◆ Task instructions ◆
Repeat only the stretch of lines below that runs from the line with "of the large" through the line with "x=316 y=308", unaltered.

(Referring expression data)
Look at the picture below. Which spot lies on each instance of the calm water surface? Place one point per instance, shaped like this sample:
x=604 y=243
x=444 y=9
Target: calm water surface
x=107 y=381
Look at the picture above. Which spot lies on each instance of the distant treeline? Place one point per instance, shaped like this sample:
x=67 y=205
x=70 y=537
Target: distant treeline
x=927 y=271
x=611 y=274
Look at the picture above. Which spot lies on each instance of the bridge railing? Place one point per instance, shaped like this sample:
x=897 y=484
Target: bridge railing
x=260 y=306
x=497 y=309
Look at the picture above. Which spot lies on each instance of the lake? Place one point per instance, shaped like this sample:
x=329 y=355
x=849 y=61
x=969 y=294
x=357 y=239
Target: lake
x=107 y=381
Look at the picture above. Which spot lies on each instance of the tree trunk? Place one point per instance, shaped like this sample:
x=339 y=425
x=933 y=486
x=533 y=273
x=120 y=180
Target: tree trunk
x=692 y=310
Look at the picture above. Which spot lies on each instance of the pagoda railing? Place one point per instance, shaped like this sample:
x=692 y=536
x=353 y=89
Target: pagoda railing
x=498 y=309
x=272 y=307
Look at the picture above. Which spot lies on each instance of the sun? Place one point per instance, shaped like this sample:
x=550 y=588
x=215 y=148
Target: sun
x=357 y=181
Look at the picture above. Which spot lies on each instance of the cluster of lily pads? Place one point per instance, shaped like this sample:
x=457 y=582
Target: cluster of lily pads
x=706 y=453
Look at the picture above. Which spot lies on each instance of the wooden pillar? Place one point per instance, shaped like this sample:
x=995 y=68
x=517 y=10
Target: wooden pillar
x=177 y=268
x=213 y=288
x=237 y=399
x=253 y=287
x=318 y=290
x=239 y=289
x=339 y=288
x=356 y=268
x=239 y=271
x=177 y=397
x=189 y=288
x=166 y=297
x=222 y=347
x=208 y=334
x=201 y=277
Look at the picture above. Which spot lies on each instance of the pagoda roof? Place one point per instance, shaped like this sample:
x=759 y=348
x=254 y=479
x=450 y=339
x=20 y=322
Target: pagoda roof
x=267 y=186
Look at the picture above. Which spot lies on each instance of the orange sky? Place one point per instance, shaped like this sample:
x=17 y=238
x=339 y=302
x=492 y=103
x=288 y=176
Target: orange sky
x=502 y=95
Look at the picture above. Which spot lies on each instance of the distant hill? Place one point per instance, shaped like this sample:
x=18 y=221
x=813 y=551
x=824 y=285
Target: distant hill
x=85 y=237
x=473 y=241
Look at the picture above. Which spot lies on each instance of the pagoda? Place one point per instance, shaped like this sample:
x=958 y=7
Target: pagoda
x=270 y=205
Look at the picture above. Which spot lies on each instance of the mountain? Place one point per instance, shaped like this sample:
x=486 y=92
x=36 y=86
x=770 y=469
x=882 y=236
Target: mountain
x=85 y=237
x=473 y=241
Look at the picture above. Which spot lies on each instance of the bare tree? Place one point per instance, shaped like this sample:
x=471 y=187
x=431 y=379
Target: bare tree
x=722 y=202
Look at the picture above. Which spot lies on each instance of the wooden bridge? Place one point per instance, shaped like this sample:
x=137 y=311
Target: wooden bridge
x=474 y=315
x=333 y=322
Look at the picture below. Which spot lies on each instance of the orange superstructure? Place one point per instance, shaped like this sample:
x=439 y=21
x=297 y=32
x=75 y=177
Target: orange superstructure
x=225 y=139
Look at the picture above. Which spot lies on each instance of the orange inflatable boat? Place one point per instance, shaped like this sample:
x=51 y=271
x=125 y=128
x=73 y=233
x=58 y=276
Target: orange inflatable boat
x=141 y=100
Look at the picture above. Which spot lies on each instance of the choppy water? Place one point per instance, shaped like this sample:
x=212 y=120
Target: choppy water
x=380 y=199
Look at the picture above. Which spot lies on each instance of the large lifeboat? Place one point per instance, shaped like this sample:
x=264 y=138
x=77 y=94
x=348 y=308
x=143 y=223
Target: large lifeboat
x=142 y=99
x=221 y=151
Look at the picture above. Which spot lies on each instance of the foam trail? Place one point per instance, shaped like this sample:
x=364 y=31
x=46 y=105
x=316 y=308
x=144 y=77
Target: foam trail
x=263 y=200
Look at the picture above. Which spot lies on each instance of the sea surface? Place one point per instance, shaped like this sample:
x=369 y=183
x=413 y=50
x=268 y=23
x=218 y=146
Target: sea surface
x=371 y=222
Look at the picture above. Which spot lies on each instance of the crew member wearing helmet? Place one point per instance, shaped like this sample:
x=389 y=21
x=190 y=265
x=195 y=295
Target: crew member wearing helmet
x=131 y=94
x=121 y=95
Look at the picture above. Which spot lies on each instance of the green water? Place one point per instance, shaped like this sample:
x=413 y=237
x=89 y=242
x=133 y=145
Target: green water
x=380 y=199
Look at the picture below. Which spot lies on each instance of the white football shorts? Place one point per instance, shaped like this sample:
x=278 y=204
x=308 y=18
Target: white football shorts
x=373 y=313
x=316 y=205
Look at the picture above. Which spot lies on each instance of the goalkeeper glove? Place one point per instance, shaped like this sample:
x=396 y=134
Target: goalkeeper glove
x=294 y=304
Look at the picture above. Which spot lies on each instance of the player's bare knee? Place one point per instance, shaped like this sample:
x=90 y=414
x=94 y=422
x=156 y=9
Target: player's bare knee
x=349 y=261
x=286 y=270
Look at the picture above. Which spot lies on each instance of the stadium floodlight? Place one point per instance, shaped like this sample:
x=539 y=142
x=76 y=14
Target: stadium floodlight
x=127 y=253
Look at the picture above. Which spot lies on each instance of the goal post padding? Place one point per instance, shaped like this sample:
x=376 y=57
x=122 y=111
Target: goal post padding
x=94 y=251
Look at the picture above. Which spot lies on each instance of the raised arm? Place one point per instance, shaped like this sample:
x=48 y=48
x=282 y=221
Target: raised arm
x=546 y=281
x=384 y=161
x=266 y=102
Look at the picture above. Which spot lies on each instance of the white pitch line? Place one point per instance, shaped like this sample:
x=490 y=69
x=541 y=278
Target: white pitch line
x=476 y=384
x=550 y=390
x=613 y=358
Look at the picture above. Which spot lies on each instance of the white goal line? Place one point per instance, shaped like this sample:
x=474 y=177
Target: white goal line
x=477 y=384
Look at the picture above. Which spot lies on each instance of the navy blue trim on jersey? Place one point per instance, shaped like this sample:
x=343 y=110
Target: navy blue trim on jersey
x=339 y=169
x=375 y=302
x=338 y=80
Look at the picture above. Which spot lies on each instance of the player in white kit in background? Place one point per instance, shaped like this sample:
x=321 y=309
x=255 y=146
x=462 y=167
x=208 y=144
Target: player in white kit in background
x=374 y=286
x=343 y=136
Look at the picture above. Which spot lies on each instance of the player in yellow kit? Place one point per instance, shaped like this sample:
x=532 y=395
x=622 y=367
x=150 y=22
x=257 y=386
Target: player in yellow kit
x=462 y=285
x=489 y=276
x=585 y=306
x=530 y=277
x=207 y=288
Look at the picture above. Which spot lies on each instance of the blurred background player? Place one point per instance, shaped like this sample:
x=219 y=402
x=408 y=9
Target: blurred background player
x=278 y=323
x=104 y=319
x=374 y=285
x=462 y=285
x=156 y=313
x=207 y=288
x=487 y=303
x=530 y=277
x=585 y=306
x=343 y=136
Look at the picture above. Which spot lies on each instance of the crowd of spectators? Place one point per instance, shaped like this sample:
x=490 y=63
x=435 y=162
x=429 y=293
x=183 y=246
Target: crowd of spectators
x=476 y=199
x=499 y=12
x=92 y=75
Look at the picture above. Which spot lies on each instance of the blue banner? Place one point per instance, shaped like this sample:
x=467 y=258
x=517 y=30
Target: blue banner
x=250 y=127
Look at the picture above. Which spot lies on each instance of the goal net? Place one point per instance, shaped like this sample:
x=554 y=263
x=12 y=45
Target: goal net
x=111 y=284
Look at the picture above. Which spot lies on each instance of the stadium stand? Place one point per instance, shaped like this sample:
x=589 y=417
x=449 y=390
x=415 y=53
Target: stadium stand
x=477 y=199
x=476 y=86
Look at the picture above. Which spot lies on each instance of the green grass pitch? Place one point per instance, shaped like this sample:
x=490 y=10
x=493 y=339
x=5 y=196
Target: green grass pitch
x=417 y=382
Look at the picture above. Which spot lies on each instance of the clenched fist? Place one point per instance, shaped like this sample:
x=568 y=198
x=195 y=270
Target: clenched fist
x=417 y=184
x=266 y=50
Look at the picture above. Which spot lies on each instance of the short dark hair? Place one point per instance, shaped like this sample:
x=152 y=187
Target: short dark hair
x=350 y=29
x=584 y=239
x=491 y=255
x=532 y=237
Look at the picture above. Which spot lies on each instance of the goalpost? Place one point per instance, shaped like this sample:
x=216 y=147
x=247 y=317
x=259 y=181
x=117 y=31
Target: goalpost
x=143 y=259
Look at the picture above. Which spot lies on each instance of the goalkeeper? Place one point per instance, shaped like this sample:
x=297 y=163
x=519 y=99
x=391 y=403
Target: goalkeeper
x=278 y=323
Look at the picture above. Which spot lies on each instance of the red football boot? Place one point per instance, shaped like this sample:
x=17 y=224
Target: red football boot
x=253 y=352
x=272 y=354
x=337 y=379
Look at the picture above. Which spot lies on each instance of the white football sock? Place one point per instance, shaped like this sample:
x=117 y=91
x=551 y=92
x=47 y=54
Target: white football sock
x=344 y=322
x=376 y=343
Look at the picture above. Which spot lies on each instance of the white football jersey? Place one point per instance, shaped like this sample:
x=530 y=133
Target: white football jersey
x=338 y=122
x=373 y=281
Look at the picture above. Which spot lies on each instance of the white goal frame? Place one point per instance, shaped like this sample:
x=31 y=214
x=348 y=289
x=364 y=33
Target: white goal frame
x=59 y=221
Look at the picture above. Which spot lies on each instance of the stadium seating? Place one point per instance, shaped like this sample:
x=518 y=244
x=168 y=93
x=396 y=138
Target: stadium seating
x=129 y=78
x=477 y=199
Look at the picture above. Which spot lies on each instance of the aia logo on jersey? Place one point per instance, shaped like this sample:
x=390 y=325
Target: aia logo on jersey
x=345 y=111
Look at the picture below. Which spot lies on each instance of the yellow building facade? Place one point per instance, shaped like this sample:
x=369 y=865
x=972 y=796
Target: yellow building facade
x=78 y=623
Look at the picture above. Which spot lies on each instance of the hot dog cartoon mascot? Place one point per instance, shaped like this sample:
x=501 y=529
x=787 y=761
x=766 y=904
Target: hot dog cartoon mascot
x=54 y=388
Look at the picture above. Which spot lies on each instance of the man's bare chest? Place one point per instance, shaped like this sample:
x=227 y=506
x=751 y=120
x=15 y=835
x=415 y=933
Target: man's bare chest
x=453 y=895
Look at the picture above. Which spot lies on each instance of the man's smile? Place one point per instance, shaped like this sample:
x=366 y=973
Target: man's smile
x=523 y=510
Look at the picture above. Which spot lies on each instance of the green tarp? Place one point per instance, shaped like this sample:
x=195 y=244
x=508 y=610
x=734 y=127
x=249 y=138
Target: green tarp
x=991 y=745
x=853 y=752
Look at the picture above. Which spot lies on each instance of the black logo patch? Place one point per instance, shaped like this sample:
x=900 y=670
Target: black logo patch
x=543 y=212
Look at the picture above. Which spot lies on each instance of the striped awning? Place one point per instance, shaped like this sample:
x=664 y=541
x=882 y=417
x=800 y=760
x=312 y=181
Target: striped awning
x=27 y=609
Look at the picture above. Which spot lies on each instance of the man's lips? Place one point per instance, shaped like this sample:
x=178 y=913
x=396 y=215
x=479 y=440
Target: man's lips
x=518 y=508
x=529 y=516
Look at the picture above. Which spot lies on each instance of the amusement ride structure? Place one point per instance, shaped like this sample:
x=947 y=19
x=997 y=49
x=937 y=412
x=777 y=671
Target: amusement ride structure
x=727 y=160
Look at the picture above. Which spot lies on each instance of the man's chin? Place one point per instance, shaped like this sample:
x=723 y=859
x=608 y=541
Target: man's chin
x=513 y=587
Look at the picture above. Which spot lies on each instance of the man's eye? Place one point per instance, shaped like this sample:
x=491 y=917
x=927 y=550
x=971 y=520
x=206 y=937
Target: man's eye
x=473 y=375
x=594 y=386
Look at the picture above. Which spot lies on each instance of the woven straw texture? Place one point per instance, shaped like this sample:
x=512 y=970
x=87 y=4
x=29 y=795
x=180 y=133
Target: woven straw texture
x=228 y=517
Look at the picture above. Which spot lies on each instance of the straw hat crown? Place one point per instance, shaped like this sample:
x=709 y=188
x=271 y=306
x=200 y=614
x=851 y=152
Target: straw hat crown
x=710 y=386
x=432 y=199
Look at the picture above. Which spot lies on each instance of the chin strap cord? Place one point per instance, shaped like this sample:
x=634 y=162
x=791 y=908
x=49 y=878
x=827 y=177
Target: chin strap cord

◆ Task response ◆
Look at the picture above. Which spot lies on each instance of the large lifeboat? Place one point per instance, shaped like this sample:
x=264 y=138
x=77 y=94
x=348 y=308
x=143 y=223
Target: large lifeboat
x=142 y=99
x=221 y=151
Look at the picture above. Which spot lies on each instance of the foam trail? Place one point per instance, shaped like this sample:
x=364 y=31
x=46 y=105
x=316 y=308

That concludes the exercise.